Content starts

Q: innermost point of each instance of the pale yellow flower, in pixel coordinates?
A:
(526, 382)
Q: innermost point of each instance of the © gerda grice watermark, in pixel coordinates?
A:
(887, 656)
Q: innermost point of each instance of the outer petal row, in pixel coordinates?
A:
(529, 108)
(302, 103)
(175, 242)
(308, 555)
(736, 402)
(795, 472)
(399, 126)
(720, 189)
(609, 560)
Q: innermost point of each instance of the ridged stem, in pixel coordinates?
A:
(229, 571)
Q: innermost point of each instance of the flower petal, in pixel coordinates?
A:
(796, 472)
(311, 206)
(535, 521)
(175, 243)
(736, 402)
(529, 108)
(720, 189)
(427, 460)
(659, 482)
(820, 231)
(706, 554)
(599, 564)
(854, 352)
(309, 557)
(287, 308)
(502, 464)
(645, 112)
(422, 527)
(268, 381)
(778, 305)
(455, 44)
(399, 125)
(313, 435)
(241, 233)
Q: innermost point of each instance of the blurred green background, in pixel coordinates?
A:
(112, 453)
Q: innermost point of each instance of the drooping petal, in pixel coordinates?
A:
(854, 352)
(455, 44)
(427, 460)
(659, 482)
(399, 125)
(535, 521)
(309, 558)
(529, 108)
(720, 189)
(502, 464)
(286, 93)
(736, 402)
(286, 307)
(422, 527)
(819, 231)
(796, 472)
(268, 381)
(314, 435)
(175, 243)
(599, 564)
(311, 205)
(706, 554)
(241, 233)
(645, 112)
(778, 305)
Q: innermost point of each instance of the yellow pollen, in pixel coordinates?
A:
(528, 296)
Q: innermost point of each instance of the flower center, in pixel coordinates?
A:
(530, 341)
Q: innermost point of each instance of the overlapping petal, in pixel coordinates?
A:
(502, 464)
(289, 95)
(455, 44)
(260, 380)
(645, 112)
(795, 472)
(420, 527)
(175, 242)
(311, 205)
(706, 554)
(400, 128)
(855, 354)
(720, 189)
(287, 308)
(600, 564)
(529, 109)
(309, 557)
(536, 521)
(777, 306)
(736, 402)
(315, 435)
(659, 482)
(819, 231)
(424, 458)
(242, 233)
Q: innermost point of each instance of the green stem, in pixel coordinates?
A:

Content ends

• PROBLEM TO SOLVE
Tally how many lines of the records hold the word "petal". Answer with the number only.

• SOLUTION TO THIS PROBLEM
4